>> START Dataset records

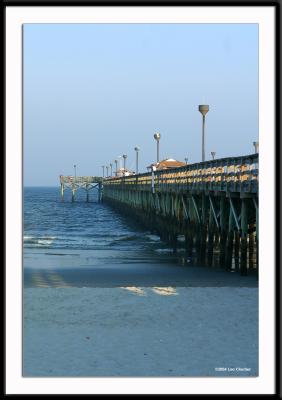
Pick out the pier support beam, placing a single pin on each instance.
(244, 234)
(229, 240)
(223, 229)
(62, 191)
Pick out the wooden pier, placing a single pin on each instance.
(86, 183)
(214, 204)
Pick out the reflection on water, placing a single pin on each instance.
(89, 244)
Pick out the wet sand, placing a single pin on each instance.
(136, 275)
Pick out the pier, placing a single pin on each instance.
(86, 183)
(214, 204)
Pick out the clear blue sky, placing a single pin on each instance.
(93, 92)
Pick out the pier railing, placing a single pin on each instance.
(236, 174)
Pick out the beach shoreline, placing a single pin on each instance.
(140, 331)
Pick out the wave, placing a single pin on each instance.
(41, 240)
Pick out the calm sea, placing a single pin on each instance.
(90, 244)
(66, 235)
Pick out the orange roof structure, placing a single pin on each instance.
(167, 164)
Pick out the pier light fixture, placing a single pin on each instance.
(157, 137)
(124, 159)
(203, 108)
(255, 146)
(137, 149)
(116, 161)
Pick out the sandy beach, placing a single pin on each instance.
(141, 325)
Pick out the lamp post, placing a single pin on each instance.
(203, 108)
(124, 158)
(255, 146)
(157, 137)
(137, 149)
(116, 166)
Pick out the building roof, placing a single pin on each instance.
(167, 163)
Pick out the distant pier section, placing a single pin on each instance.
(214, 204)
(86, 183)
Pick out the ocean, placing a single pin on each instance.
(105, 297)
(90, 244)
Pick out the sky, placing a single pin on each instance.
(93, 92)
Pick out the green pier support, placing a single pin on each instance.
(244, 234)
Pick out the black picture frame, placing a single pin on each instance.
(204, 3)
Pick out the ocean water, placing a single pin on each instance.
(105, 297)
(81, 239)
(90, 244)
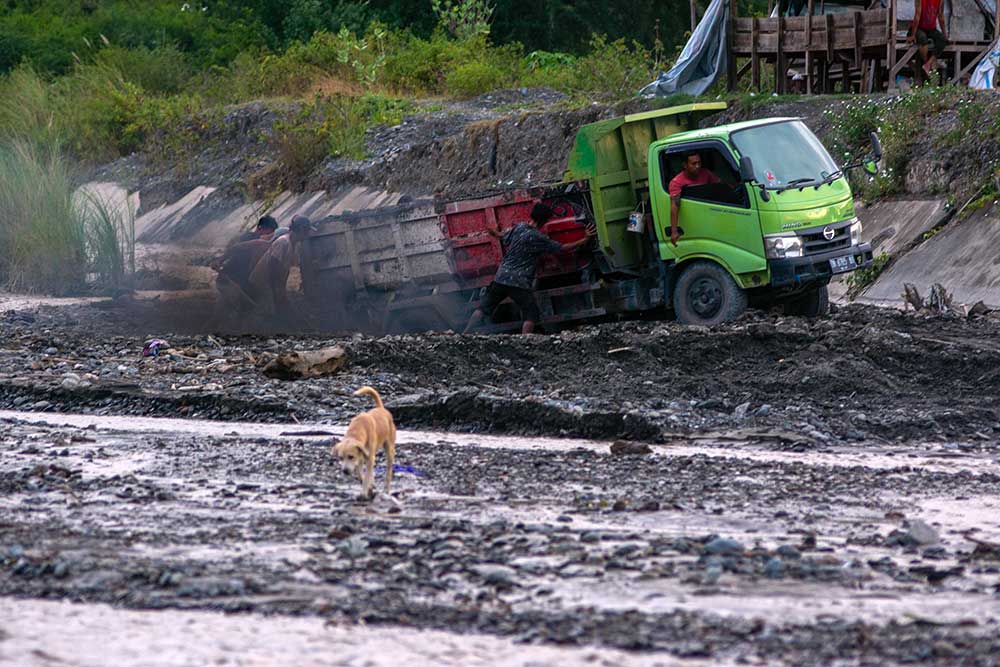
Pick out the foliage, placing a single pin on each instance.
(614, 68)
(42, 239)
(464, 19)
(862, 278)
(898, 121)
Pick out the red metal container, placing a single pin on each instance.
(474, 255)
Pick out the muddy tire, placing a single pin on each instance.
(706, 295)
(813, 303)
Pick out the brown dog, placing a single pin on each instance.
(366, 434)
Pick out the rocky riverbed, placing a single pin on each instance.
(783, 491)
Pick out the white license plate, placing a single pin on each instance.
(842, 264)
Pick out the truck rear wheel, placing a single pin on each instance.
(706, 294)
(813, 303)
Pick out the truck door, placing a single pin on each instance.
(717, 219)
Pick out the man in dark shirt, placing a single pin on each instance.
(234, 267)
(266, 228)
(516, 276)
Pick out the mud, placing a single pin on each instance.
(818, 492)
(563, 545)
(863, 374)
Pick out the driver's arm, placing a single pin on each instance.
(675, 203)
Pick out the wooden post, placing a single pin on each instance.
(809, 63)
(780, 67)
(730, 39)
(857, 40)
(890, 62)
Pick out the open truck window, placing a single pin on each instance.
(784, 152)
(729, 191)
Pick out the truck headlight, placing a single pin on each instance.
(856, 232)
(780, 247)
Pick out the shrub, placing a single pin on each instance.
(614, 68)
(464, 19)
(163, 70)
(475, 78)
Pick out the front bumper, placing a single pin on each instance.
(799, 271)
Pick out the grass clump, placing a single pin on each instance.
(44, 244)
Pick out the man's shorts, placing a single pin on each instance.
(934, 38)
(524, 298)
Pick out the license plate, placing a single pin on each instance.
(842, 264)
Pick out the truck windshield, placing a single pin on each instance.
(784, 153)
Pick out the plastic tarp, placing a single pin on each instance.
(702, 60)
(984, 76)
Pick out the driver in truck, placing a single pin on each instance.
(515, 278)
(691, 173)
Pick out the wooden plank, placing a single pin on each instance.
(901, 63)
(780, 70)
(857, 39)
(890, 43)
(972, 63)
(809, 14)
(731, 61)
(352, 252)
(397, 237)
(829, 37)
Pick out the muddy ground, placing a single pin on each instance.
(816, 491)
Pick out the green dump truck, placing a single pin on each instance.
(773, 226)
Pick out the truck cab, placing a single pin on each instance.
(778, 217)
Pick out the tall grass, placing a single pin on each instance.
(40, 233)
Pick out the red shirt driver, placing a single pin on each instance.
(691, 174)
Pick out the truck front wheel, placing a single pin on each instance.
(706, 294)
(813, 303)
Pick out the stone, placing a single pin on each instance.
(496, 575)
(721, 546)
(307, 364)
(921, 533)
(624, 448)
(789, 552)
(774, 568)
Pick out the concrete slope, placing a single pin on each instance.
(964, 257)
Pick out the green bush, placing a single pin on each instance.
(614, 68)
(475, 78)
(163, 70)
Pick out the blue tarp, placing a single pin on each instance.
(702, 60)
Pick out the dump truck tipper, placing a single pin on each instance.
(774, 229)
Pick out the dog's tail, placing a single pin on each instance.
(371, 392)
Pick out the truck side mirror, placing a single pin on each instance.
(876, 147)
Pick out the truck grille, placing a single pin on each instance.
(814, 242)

>> END Dataset records

- Aim: Update all the items above, replacing "single pin" with "single point" wherever it occurs and leaving everything else unchanged. Omit the pictures from your answer.

- Reply:
Pick out the pier support beam, placing a single point on each instance.
(244, 234)
(229, 240)
(223, 229)
(62, 191)
Pick out the wooden pier, placing a single point on each instance.
(86, 183)
(214, 204)
Pick out the reflection on water, placing a single point on each instance.
(89, 244)
Pick out the wet sand, placing a single point on each instance.
(136, 275)
Pick out the pier, placing a single point on each instance.
(86, 183)
(214, 204)
Pick out the clear blue sky, placing a single point on each instance.
(93, 92)
Pick out the pier railing, placing a single point on each instance.
(236, 174)
Pick out the beach shoreline, placing a single point on each instance.
(140, 331)
Pick out the wave, placing a single point on each instance.
(41, 240)
Pick out the calm sea, placing a single point on each instance.
(90, 244)
(66, 235)
Pick out the orange roof structure, placing a single point on each instance.
(167, 164)
Pick out the pier light fixture, placing a single point on each instance.
(157, 137)
(124, 159)
(203, 108)
(255, 146)
(137, 149)
(116, 161)
Pick out the sandy beach, placing a single point on each instance.
(141, 325)
Pick out the lamp post, placing a single point on each instance.
(203, 108)
(124, 158)
(255, 146)
(157, 137)
(137, 149)
(116, 166)
Pick out the building roof, placing a single point on each instance.
(167, 163)
Pick out the distant pier section, placing a single point on each instance.
(214, 204)
(86, 183)
Pick out the ocean, placing a single point on each instance.
(105, 297)
(90, 244)
Pick out the sky, placing a single point on each instance.
(93, 92)
Pick out the green pier support, placing a single point on each instance.
(244, 234)
Pick out the black picture frame, placing a single point on each instance.
(204, 3)
Pick out the ocean water, placing a single point on each instance.
(105, 297)
(81, 239)
(90, 244)
Pick out the foliage, placing a single point on each instance.
(614, 68)
(42, 239)
(464, 19)
(862, 278)
(898, 121)
Pick out the red metal container, placing a single point on each instance.
(474, 255)
Pick out the muddy tire, placing a single point on each instance.
(706, 295)
(813, 303)
Pick out the brown dog, placing a single point on each instance.
(366, 434)
Pick out the rocky riverbed, placing a single point on each instance.
(783, 491)
Pick out the white license plate, placing a single point on each instance.
(842, 264)
Pick out the truck rear wheel, placing a single point on each instance.
(706, 294)
(813, 303)
Pick out the truck door, placing a single point on each instance.
(717, 219)
Pick out the man in dark shirt, placing a single point on each instance.
(234, 267)
(266, 228)
(516, 276)
Pick out the mud, placing a single point on each instance.
(818, 492)
(563, 545)
(863, 374)
Pick out the driver's arm, placing a single point on each instance.
(675, 203)
Pick out the wooden post, placing a single point on each instance.
(809, 63)
(780, 67)
(730, 39)
(857, 40)
(890, 62)
Pick out the open truck window, placing a single point on each instance.
(784, 152)
(729, 191)
Pick out the truck headlight, placing a single point on each instance.
(856, 232)
(780, 247)
Pick out the shrub, placing a single point on each instance.
(614, 68)
(464, 19)
(163, 70)
(475, 78)
Pick out the front bumper, placing a single point on each instance.
(799, 271)
Pick out the grass clump, placing a single point on each instance.
(44, 244)
Pick out the man's shorts, placing a single point on each instance.
(934, 38)
(524, 298)
Pick out the license plate, placing a single point on each instance.
(842, 264)
Pick out the truck windshield, placing a single point on each instance.
(784, 153)
Pick out the plastic tarp, placing a single point on each instance.
(702, 60)
(984, 76)
Pick out the driver in truck, placing a single point on each instance.
(515, 278)
(691, 173)
Pick out the wooden plank, placing a single point on each instance.
(901, 63)
(780, 70)
(857, 39)
(890, 43)
(972, 63)
(809, 14)
(731, 61)
(352, 252)
(397, 237)
(829, 37)
Pick out the muddy ground, placing a single point on each instance.
(816, 491)
Pick out the green dump truck, placing a single point on each instance.
(773, 226)
Pick out the truck cab, placing a single point on each instance.
(778, 217)
Pick out the tall grass, placing a single point on each instance.
(40, 233)
Pick out the red shirt driver, placing a single point on each instance.
(691, 174)
Pick out the truck front wheel, placing a single point on each instance.
(706, 294)
(813, 303)
Pick out the stone, placing a single point on each instance.
(496, 575)
(721, 546)
(307, 364)
(921, 533)
(624, 448)
(789, 552)
(774, 568)
Pick out the concrete slope, placing a single point on each instance.
(964, 257)
Pick out the green bush, placing a single point on each instance.
(614, 68)
(475, 78)
(163, 70)
Pick out the blue tarp, placing a single point on each instance.
(702, 60)
Pick out the dump truck tipper, placing a single point on each instance.
(774, 229)
Pick out the dog's tail, placing a single point on each instance.
(371, 392)
Pick out the truck side mirror, placing a single point on each instance.
(876, 147)
Pick out the truck grille, placing a single point on each instance.
(814, 242)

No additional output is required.